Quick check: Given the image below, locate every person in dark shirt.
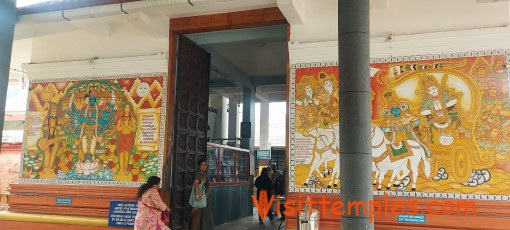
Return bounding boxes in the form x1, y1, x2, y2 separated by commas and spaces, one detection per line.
273, 168, 286, 219
255, 167, 274, 223
270, 163, 282, 183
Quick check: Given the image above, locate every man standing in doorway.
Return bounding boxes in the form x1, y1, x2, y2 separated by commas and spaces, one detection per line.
270, 164, 282, 217
273, 168, 286, 220
270, 163, 282, 183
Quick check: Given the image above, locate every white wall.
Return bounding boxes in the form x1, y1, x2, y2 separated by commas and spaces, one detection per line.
289, 0, 510, 64
30, 21, 168, 64
290, 0, 510, 43
10, 39, 33, 70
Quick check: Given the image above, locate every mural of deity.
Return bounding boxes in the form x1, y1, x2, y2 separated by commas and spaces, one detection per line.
22, 76, 166, 185
78, 93, 100, 162
378, 90, 422, 157
39, 103, 65, 177
315, 72, 339, 126
418, 75, 462, 146
116, 103, 136, 180
478, 122, 510, 154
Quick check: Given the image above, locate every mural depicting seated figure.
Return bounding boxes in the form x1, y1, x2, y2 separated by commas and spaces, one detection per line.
418, 75, 463, 146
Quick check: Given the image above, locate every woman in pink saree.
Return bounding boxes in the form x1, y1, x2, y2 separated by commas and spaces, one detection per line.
134, 176, 170, 230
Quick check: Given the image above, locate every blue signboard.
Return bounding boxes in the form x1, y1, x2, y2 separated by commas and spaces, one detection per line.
397, 214, 426, 224
257, 150, 271, 159
56, 197, 72, 205
108, 201, 138, 228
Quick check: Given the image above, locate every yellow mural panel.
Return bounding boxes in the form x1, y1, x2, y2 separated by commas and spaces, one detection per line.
289, 52, 510, 198
20, 74, 167, 186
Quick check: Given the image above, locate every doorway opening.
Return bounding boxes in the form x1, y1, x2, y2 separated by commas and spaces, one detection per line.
164, 8, 289, 229
186, 24, 287, 225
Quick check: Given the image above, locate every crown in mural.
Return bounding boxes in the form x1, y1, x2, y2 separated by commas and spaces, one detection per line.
382, 90, 399, 107
420, 75, 439, 88
41, 84, 57, 102
318, 72, 335, 82
298, 75, 316, 86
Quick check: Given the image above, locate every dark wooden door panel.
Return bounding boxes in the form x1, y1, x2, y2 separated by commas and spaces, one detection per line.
170, 35, 211, 230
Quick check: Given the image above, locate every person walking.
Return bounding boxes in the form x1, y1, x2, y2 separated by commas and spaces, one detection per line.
255, 167, 274, 223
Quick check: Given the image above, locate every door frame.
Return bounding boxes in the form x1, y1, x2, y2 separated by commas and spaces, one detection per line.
162, 7, 289, 206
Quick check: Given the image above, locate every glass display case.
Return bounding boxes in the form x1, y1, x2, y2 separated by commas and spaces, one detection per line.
236, 151, 249, 182
207, 146, 219, 182
221, 149, 235, 182
207, 143, 250, 184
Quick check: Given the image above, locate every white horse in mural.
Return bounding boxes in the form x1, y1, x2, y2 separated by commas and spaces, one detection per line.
371, 125, 431, 190
372, 162, 406, 188
304, 123, 340, 188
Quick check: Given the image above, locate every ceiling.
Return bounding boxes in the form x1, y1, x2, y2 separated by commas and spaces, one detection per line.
187, 25, 288, 102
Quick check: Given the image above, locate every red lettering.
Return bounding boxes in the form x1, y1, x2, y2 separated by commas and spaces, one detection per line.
428, 200, 439, 215
284, 200, 296, 216
369, 200, 381, 223
441, 201, 454, 215
407, 200, 418, 215
318, 196, 330, 216
331, 201, 345, 216
390, 201, 403, 216
347, 201, 367, 217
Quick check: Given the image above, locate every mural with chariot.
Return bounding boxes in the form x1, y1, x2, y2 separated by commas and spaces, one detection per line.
289, 51, 510, 198
21, 74, 166, 186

- - -

ABOUT THIS TASK -> Filter the listing for the word "person" and copy each line that has it.

RESULT ->
Quick check: Given the image below, locate every person in dark shirt.
Quick check: Given the image above, locate every person walking.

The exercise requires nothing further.